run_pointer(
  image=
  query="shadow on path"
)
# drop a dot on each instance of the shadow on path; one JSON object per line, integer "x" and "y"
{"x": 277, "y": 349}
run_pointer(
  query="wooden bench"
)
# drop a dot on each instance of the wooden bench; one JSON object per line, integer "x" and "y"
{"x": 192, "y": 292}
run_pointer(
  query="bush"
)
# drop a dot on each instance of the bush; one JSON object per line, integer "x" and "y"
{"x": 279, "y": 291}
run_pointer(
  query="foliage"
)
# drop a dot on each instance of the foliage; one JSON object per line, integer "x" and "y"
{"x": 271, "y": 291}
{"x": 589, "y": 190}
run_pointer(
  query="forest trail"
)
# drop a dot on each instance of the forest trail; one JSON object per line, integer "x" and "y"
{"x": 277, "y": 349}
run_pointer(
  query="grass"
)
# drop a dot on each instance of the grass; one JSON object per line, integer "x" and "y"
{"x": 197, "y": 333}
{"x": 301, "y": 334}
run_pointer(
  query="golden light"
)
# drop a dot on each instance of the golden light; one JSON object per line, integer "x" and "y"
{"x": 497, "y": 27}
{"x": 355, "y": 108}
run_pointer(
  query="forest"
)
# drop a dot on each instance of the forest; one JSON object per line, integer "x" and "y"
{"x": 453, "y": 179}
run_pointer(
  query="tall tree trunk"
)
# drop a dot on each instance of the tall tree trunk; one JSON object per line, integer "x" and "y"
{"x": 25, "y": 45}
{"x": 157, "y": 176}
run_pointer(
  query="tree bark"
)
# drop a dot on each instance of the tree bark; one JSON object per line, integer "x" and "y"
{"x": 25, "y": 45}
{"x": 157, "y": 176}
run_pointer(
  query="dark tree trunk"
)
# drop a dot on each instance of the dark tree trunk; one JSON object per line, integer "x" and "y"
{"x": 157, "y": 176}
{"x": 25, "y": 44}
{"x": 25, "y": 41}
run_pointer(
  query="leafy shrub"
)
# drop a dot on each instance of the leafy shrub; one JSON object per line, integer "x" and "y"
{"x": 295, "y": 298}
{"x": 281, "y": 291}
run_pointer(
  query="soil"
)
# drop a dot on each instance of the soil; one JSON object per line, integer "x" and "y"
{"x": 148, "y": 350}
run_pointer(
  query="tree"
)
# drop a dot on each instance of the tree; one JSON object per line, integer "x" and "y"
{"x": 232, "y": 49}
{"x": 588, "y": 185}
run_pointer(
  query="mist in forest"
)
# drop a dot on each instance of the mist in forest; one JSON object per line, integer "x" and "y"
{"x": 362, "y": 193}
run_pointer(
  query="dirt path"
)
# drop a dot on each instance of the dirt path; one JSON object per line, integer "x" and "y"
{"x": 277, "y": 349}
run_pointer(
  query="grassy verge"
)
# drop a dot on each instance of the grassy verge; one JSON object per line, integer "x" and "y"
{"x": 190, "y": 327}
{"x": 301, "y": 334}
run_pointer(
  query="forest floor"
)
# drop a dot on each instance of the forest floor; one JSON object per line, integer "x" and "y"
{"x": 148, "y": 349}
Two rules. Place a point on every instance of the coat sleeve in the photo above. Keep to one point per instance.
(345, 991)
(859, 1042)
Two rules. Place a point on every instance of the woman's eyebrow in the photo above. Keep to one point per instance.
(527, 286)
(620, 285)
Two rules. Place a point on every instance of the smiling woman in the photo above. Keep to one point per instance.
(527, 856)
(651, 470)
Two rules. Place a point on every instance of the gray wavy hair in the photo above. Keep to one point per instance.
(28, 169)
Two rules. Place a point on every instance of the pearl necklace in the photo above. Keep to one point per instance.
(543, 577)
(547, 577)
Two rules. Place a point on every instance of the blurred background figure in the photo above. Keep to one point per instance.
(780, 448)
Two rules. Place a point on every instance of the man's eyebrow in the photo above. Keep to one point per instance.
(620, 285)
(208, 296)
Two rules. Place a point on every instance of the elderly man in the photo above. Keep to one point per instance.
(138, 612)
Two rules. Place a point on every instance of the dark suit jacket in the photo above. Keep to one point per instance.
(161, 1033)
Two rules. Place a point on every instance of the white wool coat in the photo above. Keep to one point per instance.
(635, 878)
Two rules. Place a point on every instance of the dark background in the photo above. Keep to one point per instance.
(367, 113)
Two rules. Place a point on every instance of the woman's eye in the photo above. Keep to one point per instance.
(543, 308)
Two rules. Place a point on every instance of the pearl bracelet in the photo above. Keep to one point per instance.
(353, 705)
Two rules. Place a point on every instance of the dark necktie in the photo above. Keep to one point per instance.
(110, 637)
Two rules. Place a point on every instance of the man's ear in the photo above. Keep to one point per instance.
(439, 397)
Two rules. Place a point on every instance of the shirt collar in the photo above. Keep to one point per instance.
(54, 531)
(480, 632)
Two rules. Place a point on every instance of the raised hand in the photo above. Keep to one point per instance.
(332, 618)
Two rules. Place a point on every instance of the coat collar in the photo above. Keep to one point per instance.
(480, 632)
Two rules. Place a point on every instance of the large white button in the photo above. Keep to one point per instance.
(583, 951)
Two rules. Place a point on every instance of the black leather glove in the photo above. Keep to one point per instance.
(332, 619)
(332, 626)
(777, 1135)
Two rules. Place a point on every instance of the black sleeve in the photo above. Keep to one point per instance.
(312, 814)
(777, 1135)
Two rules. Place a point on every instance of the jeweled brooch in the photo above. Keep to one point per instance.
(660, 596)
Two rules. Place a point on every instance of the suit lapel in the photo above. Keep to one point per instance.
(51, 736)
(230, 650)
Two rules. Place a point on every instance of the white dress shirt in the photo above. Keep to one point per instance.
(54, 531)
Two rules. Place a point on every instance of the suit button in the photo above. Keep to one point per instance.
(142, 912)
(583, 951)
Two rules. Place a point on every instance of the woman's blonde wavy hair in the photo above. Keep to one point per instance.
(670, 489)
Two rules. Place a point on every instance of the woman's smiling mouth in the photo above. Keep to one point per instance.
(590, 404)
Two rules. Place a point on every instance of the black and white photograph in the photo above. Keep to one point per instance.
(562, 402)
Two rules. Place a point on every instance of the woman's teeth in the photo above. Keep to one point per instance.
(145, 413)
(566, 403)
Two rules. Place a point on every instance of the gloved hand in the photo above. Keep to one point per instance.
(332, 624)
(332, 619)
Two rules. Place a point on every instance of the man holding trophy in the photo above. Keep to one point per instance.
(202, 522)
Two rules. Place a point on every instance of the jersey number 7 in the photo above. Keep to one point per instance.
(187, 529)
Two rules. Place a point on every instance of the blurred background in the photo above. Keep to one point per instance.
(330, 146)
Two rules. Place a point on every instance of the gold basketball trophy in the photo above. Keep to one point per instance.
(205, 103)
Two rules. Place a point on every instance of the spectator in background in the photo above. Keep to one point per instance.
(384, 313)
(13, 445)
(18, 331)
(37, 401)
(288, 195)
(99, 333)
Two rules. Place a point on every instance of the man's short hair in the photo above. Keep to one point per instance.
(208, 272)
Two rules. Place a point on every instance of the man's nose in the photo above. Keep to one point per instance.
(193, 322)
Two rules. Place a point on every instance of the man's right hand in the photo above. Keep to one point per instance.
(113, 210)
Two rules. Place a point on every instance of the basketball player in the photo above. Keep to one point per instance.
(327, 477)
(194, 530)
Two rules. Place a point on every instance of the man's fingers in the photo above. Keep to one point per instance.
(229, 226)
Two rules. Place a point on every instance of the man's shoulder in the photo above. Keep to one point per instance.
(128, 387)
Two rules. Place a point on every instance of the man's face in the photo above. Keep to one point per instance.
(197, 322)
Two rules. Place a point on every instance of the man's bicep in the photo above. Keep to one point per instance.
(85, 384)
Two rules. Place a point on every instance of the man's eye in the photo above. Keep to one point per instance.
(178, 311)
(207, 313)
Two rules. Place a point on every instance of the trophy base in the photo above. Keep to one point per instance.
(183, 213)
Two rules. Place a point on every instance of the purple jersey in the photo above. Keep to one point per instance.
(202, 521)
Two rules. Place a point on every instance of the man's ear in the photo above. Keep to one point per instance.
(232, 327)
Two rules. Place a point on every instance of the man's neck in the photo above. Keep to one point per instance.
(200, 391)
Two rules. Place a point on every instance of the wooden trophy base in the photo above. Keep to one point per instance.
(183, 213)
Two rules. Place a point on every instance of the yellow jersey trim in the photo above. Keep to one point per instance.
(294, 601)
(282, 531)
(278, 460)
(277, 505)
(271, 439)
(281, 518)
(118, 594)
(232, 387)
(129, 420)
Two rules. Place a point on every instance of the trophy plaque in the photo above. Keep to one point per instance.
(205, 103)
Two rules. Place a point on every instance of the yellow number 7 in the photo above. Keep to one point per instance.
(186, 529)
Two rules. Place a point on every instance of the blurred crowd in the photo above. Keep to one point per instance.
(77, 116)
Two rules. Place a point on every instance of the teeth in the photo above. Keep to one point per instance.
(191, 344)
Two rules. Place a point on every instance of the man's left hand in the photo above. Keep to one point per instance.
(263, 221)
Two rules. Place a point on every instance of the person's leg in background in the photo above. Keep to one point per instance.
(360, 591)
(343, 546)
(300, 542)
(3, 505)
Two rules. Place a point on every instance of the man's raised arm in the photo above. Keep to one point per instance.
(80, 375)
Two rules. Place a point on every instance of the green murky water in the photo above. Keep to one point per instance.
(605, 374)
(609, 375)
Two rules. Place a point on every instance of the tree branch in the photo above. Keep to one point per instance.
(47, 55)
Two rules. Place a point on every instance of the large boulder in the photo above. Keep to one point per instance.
□ □ □ □ □ □ □
AIM
Begin with the line that contains "the trophy base" and set down each line exactly until the records above end, including the final line.

COMPLETED EXERCISE
Two rules. Place a point on every instance of the trophy base in the photo above. Keep to one point per instance.
(183, 213)
Two rules. Place a point on every instance of the purple jersey in the photo above. Keep to one point per instance.
(202, 521)
Two rules. Place a point on every instance of the man's ear in the photo above. Keep to one point per instance.
(232, 327)
Two rules. Place a point on every instance of the man's neck in the photo above. Keep to one point per instance.
(200, 391)
Two rules. Place a point on every instance of the wooden trophy base in the photo above. Keep to one point per instance.
(183, 213)
Two rules. Place a point on every instance of the yellow jersey trim in the photo above. Keep to one point per instance.
(294, 601)
(282, 531)
(278, 460)
(277, 505)
(271, 439)
(281, 518)
(118, 594)
(232, 387)
(129, 420)
Two rules. Place a point on every instance of the trophy plaque in the photo above. Keep to one point per instance.
(205, 103)
Two rules. Place a point on every instance of the yellow number 7 in the photo above. Keep to one point per instance.
(186, 529)
Two rules. Place a point on every instance of the blurred crowd in the photo above. Keep to one point per instance.
(77, 116)
Two rules. Place a point on every instance of the teeth in the photo above. Keep to one point per instance.
(191, 344)
Two rules. Place a point on every instance of the man's left hand in the photo above. Keep to one point per instance.
(263, 221)
Two rules. Place a point on every instance of the person's leg in background in the photo above. Keep to one point per instance.
(360, 591)
(343, 546)
(300, 542)
(3, 505)
Two rules. Place a point on every instance of the man's raised arm in the photo above. Keep to one point per instance.
(80, 375)
Two rules. Place a point on every instance of the green murky water in the photo above. Keep to one point per instance.
(605, 374)
(609, 375)
Two rules. Place a point on every instance of the tree branch in the photo above. Keep to one point per instance.
(47, 55)
Two rules. Place a point on every instance of the large boulder in the photo above. Keep to one point per instance.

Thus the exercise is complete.